• **What to work on**: Look through the records below for the word "draw". Report how many lines have it, and only that number.

• **Data excerpts**:
※
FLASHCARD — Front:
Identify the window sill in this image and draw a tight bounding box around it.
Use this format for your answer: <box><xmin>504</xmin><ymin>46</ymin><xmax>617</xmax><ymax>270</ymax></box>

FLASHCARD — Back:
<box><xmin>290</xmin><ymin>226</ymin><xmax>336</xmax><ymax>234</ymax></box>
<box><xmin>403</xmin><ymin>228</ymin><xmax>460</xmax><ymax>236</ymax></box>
※
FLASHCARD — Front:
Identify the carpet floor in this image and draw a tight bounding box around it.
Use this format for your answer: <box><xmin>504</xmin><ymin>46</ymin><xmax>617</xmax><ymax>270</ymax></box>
※
• **Solution to this exercise**: 2